→ AUFGABENSTELLUNG
Greifen Sie den Text über typische Fallen bei Process-Mining-Initiativen nach seinem letzten Satz auf und schreiben Sie ihn weiter.

Process Mining ist generell keine “Top-down”-Initiative. Üblicherweise gibt es ein paar weitsichtige Enthusiasten, die das Potenzial von Process Mining erkennen und es im eigenen Unternehmen ausprobieren möchten. Wenn Sie innerhalb ihrer Organisation eine Process-Mining-Initiative starten, müssen sie die folgenden, klassischen Fallen umgehen.

Erstens: Sich zu sehr von der Technologie mitreißen zu lassen kann dazu führen, den betriebswirtschaftlichen Nutzen aus den Augen zu verlieren.

Zweitens: Ein verzerrtes Bild der Datenverfügbarkeit, aufgrund des Versprechens von Big Data, kann zu überzogenen Erwartungen führen.

→ EXTRAHIERTES MATERIAL
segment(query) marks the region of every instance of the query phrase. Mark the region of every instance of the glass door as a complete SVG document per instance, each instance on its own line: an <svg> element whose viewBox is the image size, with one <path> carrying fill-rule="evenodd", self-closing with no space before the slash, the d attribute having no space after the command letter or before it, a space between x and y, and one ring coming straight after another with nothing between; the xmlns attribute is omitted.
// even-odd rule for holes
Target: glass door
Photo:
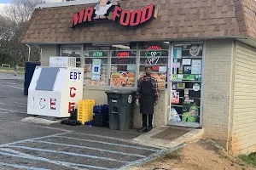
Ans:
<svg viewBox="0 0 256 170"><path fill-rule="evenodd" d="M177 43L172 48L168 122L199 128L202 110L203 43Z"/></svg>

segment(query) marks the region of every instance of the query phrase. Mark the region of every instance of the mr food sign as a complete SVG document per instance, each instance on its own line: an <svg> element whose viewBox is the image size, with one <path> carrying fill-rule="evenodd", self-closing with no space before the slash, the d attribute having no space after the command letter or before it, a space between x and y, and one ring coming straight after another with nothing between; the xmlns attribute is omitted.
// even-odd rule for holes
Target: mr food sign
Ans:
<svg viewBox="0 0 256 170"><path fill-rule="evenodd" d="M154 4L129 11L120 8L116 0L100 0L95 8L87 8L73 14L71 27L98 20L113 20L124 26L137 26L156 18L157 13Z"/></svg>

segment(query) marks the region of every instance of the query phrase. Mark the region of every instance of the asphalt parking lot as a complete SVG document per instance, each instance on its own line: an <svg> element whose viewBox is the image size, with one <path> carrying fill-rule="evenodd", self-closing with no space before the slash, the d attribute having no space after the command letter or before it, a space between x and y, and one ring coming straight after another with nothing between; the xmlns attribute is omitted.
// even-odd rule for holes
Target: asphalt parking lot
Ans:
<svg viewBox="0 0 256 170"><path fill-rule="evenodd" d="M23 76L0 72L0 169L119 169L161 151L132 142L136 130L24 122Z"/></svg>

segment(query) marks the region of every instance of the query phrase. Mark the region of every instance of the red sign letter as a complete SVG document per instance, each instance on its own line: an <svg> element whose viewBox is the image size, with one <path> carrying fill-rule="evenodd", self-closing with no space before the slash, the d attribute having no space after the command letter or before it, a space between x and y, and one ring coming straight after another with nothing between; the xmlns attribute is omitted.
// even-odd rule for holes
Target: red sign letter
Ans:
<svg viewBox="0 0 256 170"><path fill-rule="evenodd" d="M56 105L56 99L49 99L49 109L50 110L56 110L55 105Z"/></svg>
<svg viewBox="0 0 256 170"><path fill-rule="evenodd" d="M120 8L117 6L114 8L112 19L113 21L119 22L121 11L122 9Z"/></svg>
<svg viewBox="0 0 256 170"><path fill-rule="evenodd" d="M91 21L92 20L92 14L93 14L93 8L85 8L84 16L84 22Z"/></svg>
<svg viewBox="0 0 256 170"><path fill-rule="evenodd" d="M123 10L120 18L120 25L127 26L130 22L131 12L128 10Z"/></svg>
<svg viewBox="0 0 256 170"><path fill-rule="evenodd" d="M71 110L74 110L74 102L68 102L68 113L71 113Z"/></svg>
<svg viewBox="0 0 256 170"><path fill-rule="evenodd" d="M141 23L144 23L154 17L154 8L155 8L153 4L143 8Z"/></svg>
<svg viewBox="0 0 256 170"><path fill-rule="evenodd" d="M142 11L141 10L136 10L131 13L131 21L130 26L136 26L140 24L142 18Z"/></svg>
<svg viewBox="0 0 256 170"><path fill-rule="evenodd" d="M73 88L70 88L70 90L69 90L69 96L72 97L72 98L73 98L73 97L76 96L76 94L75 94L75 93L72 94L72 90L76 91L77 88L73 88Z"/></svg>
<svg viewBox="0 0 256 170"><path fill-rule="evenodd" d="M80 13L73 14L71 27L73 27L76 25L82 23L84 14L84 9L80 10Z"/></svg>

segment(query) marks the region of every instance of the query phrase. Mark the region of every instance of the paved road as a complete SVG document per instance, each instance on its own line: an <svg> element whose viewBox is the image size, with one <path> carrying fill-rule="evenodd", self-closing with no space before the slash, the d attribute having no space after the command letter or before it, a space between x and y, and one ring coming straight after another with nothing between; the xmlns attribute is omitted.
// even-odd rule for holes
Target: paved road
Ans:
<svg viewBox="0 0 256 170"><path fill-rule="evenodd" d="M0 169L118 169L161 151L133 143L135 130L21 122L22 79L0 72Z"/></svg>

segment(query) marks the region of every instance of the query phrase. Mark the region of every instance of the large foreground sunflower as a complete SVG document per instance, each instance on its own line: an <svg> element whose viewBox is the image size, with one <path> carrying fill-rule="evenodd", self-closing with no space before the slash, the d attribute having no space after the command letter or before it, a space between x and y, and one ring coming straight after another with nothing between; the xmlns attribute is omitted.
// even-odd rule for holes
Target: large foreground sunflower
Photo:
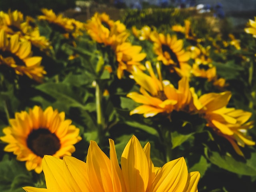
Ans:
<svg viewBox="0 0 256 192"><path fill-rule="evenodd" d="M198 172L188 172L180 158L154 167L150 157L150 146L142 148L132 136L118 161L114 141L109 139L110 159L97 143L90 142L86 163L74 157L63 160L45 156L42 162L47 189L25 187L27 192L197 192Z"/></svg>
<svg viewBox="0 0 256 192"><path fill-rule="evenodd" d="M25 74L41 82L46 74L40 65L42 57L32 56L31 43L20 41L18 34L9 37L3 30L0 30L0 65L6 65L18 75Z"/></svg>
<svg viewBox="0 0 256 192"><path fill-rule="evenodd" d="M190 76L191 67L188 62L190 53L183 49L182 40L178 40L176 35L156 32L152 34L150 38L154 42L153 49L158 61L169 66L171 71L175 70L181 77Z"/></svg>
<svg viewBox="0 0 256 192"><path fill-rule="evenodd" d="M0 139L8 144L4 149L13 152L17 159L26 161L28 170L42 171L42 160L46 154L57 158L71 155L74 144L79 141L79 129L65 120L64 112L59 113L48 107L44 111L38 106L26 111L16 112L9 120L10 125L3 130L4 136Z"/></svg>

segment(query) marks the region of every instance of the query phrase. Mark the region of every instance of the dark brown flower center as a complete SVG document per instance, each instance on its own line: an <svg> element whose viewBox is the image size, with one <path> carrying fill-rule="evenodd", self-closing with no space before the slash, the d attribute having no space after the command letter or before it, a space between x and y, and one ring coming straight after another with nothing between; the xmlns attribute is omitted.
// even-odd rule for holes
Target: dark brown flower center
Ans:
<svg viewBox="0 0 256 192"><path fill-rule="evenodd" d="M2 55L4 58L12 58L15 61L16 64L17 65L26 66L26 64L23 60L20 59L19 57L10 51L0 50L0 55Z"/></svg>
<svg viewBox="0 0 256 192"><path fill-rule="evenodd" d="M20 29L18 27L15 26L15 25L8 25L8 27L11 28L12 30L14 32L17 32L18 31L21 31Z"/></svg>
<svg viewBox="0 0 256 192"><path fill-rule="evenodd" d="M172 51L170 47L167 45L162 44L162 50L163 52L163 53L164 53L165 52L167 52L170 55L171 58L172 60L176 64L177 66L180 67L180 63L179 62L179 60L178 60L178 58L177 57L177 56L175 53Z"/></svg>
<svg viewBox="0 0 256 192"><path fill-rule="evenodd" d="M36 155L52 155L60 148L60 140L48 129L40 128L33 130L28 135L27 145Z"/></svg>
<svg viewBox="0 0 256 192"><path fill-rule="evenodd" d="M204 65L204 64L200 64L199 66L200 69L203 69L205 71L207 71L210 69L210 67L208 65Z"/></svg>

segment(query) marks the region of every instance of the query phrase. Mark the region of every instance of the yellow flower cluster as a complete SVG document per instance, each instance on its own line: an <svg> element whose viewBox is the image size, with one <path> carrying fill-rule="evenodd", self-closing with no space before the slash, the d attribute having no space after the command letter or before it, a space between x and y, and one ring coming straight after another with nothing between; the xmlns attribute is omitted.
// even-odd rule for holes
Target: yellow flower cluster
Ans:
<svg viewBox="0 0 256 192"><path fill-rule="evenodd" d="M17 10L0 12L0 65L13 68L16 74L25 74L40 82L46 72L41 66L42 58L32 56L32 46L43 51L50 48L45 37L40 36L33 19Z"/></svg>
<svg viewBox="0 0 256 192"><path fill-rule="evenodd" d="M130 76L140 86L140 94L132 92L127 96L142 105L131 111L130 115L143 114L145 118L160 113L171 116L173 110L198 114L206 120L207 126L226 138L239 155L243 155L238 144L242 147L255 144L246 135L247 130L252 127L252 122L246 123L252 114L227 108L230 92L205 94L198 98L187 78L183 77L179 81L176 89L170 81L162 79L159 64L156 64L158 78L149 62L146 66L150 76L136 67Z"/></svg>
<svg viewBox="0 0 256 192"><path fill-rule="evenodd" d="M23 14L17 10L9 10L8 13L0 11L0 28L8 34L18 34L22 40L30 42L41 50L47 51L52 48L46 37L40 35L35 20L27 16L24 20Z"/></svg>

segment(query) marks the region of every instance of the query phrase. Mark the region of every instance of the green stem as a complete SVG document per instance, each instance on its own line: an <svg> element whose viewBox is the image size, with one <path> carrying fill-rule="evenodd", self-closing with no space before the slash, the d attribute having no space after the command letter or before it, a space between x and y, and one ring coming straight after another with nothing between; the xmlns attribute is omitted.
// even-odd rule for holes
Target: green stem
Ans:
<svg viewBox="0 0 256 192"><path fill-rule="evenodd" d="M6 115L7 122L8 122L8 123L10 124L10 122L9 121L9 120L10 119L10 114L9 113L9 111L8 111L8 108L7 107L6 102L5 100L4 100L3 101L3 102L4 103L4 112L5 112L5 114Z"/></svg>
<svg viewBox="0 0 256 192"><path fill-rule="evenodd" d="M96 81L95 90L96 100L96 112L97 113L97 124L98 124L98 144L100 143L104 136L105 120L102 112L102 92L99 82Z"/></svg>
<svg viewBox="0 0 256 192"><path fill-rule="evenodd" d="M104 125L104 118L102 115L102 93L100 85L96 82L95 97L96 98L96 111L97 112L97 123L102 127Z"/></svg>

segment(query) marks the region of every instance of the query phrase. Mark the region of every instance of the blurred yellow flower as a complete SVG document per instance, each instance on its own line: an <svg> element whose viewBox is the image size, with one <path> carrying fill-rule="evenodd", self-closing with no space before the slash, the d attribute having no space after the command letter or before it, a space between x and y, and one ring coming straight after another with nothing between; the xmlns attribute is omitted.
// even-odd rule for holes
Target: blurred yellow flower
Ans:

→ ANTWORT ZUR AUFGABE
Und die dritte Falle: Da oftmals falsch verstanden wird, was genau Process Mining ermöglicht, hat das erste Projekt häufig einen zu anspruchsvollen Umfang.  Zu viel wird versprochen und es dauert zu lange, bis die ersten Ergebnisse vorgelegt werden können. Das untergräbt dann das Vertrauen innerhalb der Firma, dass Process Mining einen guten ROI generiert. Ein gescheitertes Projekt führt nicht nur zu einer Verringerung des Unternehmens- und Innovationsgeistes bei den Process-Mining-Enthusiasten, sondern trägt auch das Risiko mit sich, dass Process Mining für viele Jahre nicht mehr zum Einsatz kommt.

Erfolgsfaktoren

Wie also können Sie sicherstellen, dass Ihre Process-Mining-Initiative erfolgreich ist? Was macht den Unterschied zwischen Erfolg und Misserfolg? Wir bieten Ihnen einen Strategieplan (siehe Abbildung 1) und erörtern vier Erfolgsfaktoren.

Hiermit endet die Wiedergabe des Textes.